Aufgaben:
[1] Stimmen die Aussagen (a) bis (c) mit dem Artikel über Sinti und Roma in den Koalitionspapieren überein? Antworten Sie jeweils mit Ja oder Nein und zitieren Sie die ausschlaggebenden Worte des Artikels wörtlich.
(a) Die Papiere der Arbeitsgruppen von CDU, CSU und SPD umfassen 169 Seiten.
(b) Deutschland erkannte den Völkermord an Sinti und Roma bereits 1945 an.
(c) Das Mahnmal in Berlin ist durch den geplanten Bau einer U-Bahn-Strecke gefährdet.
[2] Wie könnte der Artikel über Sinti und Roma in den Koalitionspapieren weitergehen? Setzen Sie ihn nach seinem letzten Satz fort.

Lesetext:
====================

Bild: Gefährdet: das europäische Mahnmal für die ermordeten Sinti und Roma i…
Berlin taz | „Je länger ich in den Papieren aus den Koalitionsverhandlungen
gelesen habe, desto fassungsloser wurde ich“, sagt [1][Kelly Laubinger. Der
Geschäftsführerin der Sinti Union Schleswig-Holstein] geht es nicht so sehr
darum, was auf den 169 Seiten der Arbeitsgruppen aus CDU, CSU und SPD steht
– sondern um das, was dort nicht steht. „Sinti und Roma werden nicht ein
einziges Mal erwähnt“, kritisiert Laubinger.
Konkret geht es ihr um eine Passage im Papier der Arbeitsgruppe 1 zur
Innenpolitik. Dort heißt es: „Deutschland trägt eine besondere
Verantwortung im Kampf gegen Antisemitismus und für den Schutz jüdischen
Lebens.“ Ein Umstand, den Union und SPD völlig zurecht betonen, sagt
Laubinger. „Wenigstens an dieser Stelle hätte auch die historische
Verantwortung Deutschlands gegenüber Sinti und Roma erwähnt werden müssen.“
[2][Bis zu einer halben Million Sinti und Roma ermordeten die
Nationalsozialisten bis 1945]. Sie wurden systematisch entrechtet,
deportiert und ermordet. Doch erst 1982 erkannte Deutschland diesen
Völkermord an. Mit dem Ende der NS-Herrschaft habe die Diskriminierung und
Kriminalisierung aber nicht geendet, sagt Laubinger. Vielmehr dauere sie
bis heute an.
Das zeige sich am Umgang der Polizei mit Angehörigen der Minderheit ebenso
wie in der medialen Darstellung, an [3][struktureller Diskriminierung im
Bildungswesen] oder daran, dass zugewanderte und geflüchtete Roma
abgeschoben würden – „obwohl unter ihnen Nachfahren von Überlebenden sind…
sagt Laubinger. „Dass wir nun nicht mal erwähnt werden, reiht sich ein in
die lange deutsche Tradition, die Geschichte von Sinti und Roma unsichtbar
zu machen.“
## Mahnmal droht Beschädigung
Dazu passe, dass im Papier zu Kultur und Medien die große Bedeutung der
Gedenkstättenlandschaft in Deutschland genannt werde. „Währenddessen droht
dem erst 2012 eingeweihten [4][europäischen Mahnmal für die ermordeten
Sinti und Roma in Berlin massive Beschädigung], weil die Bahn eine
S-Bahn-Trasse darunter bauen will.“
Zusammen mit dem jüdischen Publizisten Max Czollek hat Laubinger ihre
Kritik [5][auch in den sozialen Medien verbreitet]. „Gerade in Bezug auf
den Völkermord und den historisch tradierten spezifischen Rassismus“
sollten Sinti und Roma „gleichberechtigt“ neben Jüdinnen und Juden und
Antisemitismus benannt werden, heißt es in dem Post.

====================

Bereitgestellte Angaben:
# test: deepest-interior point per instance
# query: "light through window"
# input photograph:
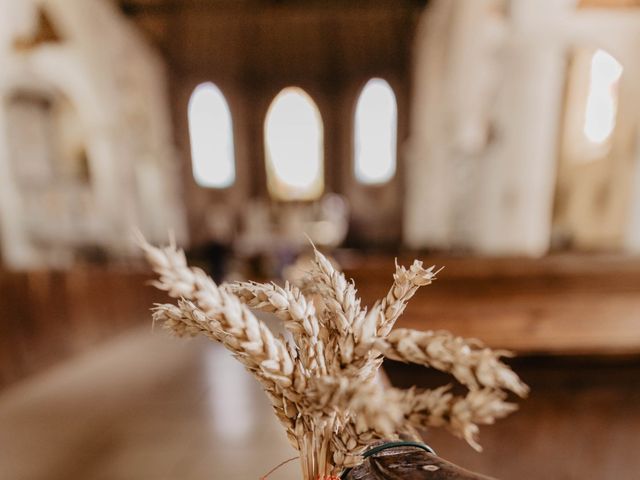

====================

Lösungen:
[1]
(a) Ja: „auf den 169 Seiten der Arbeitsgruppen aus CDU, CSU und SPD“
(b) Nein: „Doch erst 1982 erkannte Deutschland diesen Völkermord an.“
(c) Nein: „weil die Bahn eine S-Bahn-Trasse darunter bauen will“

[2]
Den Unmut könne er gut nachvollziehen, sagt Mehmet Daimagüler. Er ist der
erste Beauftragte der Bundesregierung gegen Antiziganismus. Noch zum
Gedenktag am 2. August habe CDU-Chef Friedrich Merz betont, „in der Tat“
sei vielen Menschen in Deutschland „das Ausmaß der Verbrechen“ gegen die
Minderheit sowie die fortdauernde Diskriminierung und Ausgrenzung noch
„viel zu wenig bekannt“, erinnert Daimagüler.
Auch ihm sei die Leerstelle in den Papieren aufgefallen, sagt Daimagüler.
Er habe die Verhandler eigens angeschrieben. „Aus der Union hieß es, man
werde meine Hinweise berücksichtigen.“
Darauf setze er. „Die demokratischen Parteien im Bundestag [6][haben vor
etwa anderthalb Jahren umfassende Forderungen im Kampf gegen Antiziganismus
beschlossen]. Auch mit den Stimmen von Union und SPD“, sagt Daimagüler.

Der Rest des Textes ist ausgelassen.